- Activity 1
In the interview about losing a child, what sign did Christopher make up when he got excited about going on a ferry?
- Activity 2
Print the part of the interview about Christopher from "I read the prologue" to "2021; $26, hardcover.".

- Quoted passage
────────────────────────────────────────
One of my favorite memories is of how I used to come back to his room at the hospital after going to the cafeteria, and finding all kinds of paraphernalia in his crib — stethoscopes, watches, pens — things doctors and staff had let him play with. That was the racket he ran from his bed. He could be quite charming!
One of the other things about him is that he was deaf. To communicate, we had to learn sign language together. He taught me as much as I taught him. He was a very creative signer. If he didn’t know a word, he made up a sign, usually a compound of two words. Like one day, he got all excited about going on a ferry and signed “car boat.” Or another time, he wanted to play in the fountain at Seattle Center, so he asked if he could go to the “water dancing.”
He changed how I looked at the world. I think about him all the time, usually when I notice something and think how it would have made him laugh or smile, and that makes me laugh and smile, too.
Reading your book made me think: If something happened to my kids, what memories would I have? I’m not proud of this, but I feel like 99 percent of the time I’m screaming at them over schoolwork or resenting the mess they make, and, yikes, these are not the memories we should be making! What do you want parents reading your book to take away?
If it’s anything, I think it’s this: None of us are perfect parents. I certainly wasn’t, and after he died, I fixated for a while on all the ways I thought I’d failed him. In the book, I call it my “metronome of regret” — all the things we hadn’t been able to do, all the things I wish I could have given him, or spared him.
But over time, that receded. I began to focus instead on how well-loved he was and that he knew it. That got communicated in a million small ways. It didn’t matter that we never got to Disneyland. It mattered that we curled up on his bed at night and read books together. It mattered that we walked around the block and played “I Spy” to practice our sign language. He was 7 when we lost him, but in his short life he loved a lot of people and they loved him back. That was a huge comfort to me after he died.
You write about people doing the awkward backward shuffle — not knowing what to say, when they hear you lost a child. What should people say?
Losing a child is a profoundly isolating experience. It’s hard to talk to people about it because it strikes such a deep nerve in people, especially other parents. People tend to shy away because it’s every parent’s worst nightmare.
But talking about it can be such a gift to the person who lost the child. People worry they won’t say the right thing, but the main thing is just to express how sorry you are. You don’t have to think of comforting things to say because there really aren’t any. The important thing is to listen.
The other thing that helped was when people would ask me about Christopher, or when they’d bring up a memory of their own so I’d know he hadn’t been forgotten. It was wonderful, too, when people sent me photographs, or mentioned that something made them think of him.
You write in “Crossing the River” about putting your work hat on, and people (like me) assuming you were a single, childless professional. You’re sharing Christopher’s story now in a very public way. How has that been?
I was nervous about talking about Christopher in a more public way, but it’s turned out to be a good thing. When I began talking more about my own loss, I also heard from others about theirs and that’s not only widened my community, but also my understanding of what other people have gone through.
We live in a very stoic culture, where people tend not to share these things, but I think sharing our stories is how we build compassion and empathy. And it’s just been nice to feel like more people have had a chance to know Christopher a little bit.
I read the prologue of the book at a reading in New York City last year and afterwards, a woman who had been in the audience came up to me and said, “Christopher is in all our hearts now.” That was such a beautiful thing for me to hear. I like to think it’s true.
“Crossing the River: Seven Stories That Saved My Life,” by Carol Smith, Abrams Press, May 2021; $26, hardcover.
────────────────────────────────────────
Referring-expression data
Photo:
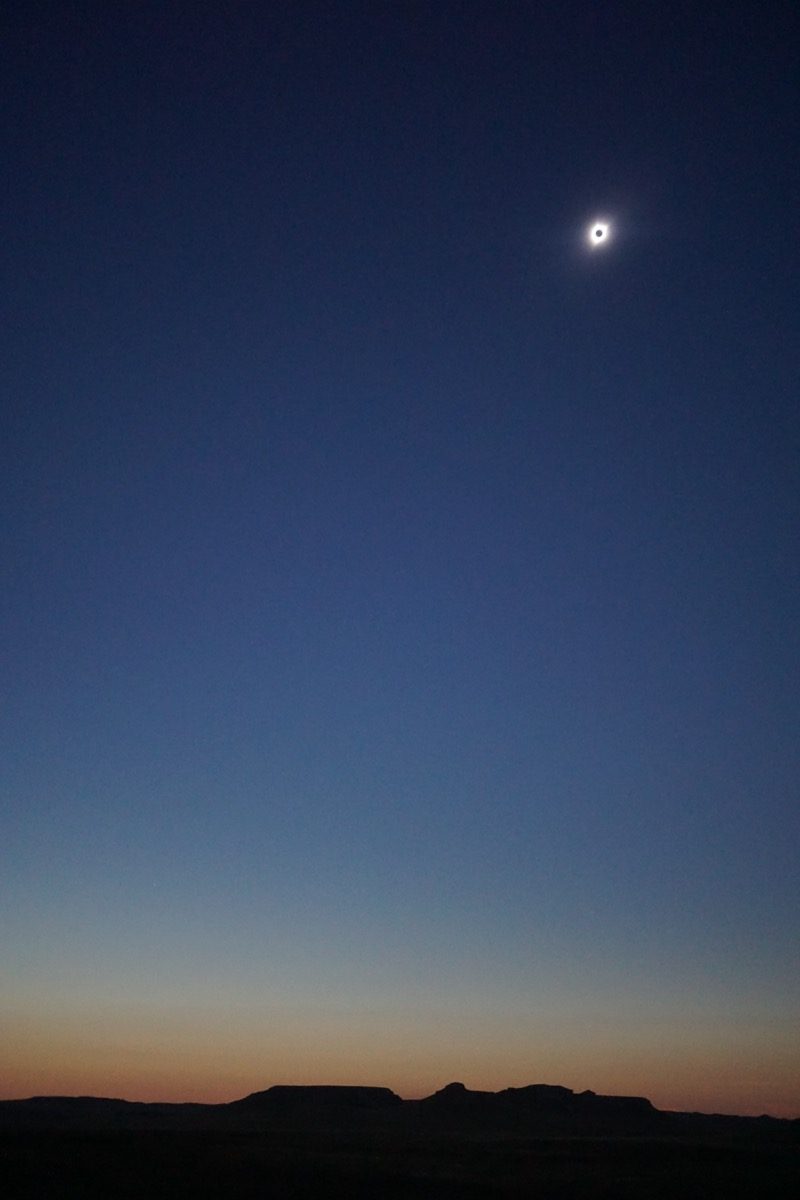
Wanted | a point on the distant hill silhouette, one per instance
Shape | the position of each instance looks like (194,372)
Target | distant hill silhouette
(539,1109)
────────────────────────────────────────
- Exercise answer 1
He signed "car boat."

- Exercise answer 2
I read the prologue of the book at a reading in New York City last year and afterwards, a woman who had been in the audience came up to me and said, “Christopher is in all our hearts now.” That was such a beautiful thing for me to hear. I like to think it’s true.
“Crossing the River: Seven Stories That Saved My Life,” by Carol Smith, Abrams Press, May 2021; $26, hardcover.